* [Records for the task]
# # # # #
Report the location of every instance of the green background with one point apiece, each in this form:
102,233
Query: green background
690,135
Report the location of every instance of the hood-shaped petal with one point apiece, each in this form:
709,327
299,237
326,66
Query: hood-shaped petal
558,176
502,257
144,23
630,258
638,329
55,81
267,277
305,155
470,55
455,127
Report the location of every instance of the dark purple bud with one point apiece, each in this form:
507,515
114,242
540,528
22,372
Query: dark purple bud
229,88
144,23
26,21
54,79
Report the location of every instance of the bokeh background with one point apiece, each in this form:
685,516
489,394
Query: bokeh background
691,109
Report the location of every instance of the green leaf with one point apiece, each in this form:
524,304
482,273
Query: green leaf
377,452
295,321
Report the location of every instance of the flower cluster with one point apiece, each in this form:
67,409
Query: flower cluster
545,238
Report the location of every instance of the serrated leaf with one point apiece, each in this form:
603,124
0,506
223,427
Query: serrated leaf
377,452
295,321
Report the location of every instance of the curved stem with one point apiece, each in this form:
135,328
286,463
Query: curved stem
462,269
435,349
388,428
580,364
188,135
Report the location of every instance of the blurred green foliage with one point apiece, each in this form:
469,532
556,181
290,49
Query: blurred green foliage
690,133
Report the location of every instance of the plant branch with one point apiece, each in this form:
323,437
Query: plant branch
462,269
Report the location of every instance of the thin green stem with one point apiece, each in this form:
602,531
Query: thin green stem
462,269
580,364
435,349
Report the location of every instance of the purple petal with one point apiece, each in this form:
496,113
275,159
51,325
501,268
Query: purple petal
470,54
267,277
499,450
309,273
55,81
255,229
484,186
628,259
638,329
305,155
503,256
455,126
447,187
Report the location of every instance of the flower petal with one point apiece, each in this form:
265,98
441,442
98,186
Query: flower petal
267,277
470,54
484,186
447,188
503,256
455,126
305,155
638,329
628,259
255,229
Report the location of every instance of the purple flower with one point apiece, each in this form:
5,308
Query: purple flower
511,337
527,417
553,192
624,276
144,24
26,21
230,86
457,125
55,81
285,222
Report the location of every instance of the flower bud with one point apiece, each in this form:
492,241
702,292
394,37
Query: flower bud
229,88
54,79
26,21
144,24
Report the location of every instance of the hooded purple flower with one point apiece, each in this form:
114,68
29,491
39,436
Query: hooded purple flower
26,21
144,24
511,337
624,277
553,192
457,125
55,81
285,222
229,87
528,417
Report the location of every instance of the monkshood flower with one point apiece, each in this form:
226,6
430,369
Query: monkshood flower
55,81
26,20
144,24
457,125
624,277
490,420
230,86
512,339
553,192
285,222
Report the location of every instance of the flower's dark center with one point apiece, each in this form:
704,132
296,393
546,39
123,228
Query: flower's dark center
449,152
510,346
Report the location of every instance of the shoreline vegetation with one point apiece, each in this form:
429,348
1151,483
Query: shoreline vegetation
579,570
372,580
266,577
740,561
# # # # #
Using the records above, please retype only the run of lines from the line holding "Report the location of every instance of the thin" through the last line, both ends included.

Report the location of every instance of the thin green stem with one point apiece, each in this form:
602,531
Query: thin green stem
462,269
580,364
435,349
Report the location of every instance of the purple petal with one point apiece, each in this form:
496,113
275,159
51,325
501,268
Query: purple petal
470,54
267,277
499,450
309,273
55,81
255,229
484,186
628,259
638,329
305,155
503,256
455,126
447,187
Report the location of every instance of the flower petal with one point apiece, each in this form:
265,98
441,442
98,186
Query: flower petal
267,277
470,54
484,186
447,188
503,256
455,126
305,155
638,329
628,259
255,229
Report the location of every instance of the purple flower with one point apiece, each in this form:
5,308
Query: purple flower
511,337
527,417
553,192
624,276
144,24
26,21
230,86
457,125
55,81
285,222
Report the location of every instance of the flower bud with one point apiece, each in this form:
492,241
702,292
394,37
Query: flower bud
229,88
54,79
26,21
144,24
Report the location of every instance of the hooded purple flower with one point apiece, each in this form:
114,68
29,491
39,436
Query: hooded purple flower
26,21
144,24
511,337
624,277
553,192
457,125
55,81
285,222
229,87
528,417
Report the location of every instance of the monkshood flower with one point apiece, each in this form:
226,6
430,369
Query: monkshood flower
55,81
26,20
144,24
457,125
624,277
490,420
230,86
512,339
553,192
285,222
Report the location of every instance of the flower's dark center with one point apiece, each in this form:
704,132
296,393
546,39
123,228
Query: flower's dark center
449,152
510,346
Report the location of every instance of the shoreline vegetation with one point apiece, each in this form:
429,348
1151,483
Query: shoreline vegetation
579,570
372,580
266,577
740,561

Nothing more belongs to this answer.